* TASK BRIEF *
All lines of the entries with "pylon" in them must be listed.
--- PROVIDED RECORDS ---
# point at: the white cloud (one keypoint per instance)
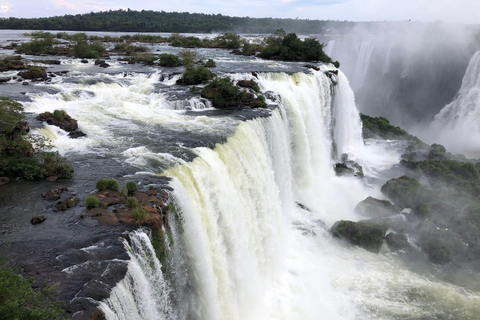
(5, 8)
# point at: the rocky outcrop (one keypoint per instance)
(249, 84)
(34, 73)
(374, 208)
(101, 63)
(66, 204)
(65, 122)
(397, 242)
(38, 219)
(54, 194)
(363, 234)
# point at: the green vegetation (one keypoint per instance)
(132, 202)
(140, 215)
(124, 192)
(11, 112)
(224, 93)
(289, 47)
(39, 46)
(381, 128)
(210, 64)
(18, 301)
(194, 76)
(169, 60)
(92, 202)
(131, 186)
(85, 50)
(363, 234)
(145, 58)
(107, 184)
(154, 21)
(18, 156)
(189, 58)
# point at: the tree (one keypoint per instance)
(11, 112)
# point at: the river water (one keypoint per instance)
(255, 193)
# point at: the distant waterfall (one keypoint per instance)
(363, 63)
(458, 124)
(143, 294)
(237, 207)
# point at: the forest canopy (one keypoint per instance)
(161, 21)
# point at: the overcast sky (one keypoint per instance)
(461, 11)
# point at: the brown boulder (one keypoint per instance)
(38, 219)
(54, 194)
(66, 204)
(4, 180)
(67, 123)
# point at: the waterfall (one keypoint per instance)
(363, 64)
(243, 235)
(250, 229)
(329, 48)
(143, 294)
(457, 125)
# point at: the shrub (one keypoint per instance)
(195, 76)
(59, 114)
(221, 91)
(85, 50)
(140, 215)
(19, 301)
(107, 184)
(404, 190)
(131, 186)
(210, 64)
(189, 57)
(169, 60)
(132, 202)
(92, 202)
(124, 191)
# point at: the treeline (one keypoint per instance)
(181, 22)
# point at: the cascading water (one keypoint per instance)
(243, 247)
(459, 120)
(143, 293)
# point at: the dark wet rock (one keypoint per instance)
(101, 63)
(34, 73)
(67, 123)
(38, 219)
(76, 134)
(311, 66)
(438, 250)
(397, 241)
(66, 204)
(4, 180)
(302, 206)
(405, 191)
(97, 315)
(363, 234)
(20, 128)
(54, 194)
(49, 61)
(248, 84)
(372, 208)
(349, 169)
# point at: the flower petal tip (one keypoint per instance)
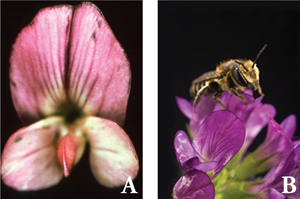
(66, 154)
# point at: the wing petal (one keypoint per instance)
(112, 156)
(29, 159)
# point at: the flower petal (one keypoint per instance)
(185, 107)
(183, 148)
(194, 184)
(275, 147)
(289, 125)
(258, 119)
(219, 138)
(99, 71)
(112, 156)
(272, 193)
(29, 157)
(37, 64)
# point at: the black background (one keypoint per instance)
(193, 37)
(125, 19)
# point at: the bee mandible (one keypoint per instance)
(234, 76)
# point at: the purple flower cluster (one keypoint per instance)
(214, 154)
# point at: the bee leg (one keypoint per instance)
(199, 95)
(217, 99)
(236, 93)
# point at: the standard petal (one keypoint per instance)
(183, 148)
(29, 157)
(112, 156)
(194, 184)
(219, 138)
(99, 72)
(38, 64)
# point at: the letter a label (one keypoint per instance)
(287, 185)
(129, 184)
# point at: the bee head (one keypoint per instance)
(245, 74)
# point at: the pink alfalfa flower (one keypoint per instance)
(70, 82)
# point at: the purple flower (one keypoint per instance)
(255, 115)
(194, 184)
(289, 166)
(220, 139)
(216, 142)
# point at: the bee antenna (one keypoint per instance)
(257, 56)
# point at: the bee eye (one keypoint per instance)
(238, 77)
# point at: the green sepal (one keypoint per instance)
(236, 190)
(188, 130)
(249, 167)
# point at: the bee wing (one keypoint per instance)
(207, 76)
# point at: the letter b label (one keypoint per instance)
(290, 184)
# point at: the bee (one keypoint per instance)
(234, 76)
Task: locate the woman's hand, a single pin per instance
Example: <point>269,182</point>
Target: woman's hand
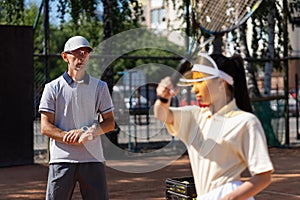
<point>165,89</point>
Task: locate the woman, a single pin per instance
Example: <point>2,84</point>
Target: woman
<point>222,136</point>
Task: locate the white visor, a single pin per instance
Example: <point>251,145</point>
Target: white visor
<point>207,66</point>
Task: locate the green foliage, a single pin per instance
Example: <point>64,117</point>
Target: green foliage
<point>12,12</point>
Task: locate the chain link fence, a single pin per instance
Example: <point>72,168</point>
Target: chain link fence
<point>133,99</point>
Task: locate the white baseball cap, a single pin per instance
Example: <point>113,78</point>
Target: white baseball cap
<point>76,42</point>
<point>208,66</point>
---
--- PROVIDED RECORDS ---
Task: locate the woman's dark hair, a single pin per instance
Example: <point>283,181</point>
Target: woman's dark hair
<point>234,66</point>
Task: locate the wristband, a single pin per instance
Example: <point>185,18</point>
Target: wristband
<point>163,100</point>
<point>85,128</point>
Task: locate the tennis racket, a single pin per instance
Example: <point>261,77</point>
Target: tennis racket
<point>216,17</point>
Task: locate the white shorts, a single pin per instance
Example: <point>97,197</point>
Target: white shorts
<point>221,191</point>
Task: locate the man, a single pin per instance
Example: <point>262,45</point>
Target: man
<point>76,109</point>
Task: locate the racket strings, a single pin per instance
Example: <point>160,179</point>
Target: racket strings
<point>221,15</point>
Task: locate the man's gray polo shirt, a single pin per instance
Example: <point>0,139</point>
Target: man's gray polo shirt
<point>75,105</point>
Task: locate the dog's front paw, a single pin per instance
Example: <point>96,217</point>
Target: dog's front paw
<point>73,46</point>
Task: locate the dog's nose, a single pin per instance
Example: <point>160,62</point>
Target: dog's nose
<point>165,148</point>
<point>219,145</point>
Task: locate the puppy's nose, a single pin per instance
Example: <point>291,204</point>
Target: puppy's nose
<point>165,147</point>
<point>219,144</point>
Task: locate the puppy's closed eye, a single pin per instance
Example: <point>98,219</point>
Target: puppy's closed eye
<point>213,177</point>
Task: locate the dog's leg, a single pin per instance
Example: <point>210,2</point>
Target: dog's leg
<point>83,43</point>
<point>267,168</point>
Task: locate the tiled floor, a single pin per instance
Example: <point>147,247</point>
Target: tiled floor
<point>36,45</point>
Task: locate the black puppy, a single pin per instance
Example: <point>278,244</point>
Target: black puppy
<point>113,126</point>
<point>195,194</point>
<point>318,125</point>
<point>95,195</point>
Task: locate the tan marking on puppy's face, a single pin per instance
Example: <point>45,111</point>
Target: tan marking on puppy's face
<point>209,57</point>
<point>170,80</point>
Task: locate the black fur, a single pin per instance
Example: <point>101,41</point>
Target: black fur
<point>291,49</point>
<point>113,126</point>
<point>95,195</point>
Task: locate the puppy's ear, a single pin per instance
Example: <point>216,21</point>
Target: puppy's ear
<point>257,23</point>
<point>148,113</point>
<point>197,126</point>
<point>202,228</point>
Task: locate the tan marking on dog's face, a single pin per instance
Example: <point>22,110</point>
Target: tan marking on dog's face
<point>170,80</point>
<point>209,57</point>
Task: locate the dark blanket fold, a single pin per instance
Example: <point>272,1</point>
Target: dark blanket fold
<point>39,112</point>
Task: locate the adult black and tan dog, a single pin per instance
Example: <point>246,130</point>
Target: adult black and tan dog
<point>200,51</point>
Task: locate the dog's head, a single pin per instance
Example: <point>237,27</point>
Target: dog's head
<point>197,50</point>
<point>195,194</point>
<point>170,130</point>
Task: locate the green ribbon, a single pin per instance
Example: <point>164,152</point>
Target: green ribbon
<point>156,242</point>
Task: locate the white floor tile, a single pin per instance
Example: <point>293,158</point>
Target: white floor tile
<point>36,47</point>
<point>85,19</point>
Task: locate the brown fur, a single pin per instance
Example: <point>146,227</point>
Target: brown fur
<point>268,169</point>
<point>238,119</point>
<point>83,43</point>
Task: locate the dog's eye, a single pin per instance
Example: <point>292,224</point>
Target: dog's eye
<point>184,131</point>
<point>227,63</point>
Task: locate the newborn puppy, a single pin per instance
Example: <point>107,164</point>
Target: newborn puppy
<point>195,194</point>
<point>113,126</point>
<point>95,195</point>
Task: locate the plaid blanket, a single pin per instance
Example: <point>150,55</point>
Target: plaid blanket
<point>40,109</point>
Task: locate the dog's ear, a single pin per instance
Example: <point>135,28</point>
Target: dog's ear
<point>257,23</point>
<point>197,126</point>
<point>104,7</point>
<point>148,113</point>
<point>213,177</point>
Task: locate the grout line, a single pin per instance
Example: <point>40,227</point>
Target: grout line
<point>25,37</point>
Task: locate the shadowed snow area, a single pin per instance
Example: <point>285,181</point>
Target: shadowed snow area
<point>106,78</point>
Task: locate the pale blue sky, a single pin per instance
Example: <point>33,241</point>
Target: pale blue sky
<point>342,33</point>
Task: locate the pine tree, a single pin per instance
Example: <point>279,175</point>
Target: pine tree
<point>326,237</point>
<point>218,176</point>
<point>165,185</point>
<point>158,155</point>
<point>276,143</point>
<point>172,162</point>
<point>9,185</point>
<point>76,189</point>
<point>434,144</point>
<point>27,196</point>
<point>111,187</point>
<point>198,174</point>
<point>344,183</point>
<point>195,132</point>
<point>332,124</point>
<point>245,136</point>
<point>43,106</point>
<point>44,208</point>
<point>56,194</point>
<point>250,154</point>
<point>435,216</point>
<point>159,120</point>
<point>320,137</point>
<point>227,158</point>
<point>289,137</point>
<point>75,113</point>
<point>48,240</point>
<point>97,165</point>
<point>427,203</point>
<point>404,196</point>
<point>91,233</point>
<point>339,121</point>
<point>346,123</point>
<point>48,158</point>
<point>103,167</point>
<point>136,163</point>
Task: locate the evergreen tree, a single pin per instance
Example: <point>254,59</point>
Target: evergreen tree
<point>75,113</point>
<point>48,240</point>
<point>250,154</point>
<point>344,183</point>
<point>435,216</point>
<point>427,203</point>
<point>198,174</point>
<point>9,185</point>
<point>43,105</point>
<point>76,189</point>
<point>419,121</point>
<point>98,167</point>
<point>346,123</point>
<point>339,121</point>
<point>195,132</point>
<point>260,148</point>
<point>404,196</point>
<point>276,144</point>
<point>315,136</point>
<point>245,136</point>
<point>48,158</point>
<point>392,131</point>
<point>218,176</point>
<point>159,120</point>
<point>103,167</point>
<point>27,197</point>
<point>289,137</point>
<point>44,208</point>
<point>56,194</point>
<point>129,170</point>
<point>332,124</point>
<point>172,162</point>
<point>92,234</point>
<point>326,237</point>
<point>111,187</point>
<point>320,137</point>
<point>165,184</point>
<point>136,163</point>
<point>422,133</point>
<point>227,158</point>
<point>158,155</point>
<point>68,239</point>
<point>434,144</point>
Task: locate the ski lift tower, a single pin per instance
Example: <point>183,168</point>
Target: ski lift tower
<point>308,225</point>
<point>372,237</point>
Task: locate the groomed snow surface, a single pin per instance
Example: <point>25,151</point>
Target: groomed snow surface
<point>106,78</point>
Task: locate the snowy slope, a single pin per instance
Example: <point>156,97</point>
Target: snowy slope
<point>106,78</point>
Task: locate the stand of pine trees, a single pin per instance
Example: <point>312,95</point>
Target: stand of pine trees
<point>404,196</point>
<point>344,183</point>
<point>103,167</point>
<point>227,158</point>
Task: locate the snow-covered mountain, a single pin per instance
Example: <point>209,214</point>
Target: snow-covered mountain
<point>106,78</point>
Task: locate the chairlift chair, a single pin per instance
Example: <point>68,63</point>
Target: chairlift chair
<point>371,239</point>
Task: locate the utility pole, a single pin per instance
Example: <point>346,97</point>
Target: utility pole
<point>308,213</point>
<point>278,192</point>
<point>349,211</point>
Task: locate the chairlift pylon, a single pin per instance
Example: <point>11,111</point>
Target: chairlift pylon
---
* THE COMPLETED TASK *
Task: locate the chairlift pylon, a single pin per instance
Target: chairlift pylon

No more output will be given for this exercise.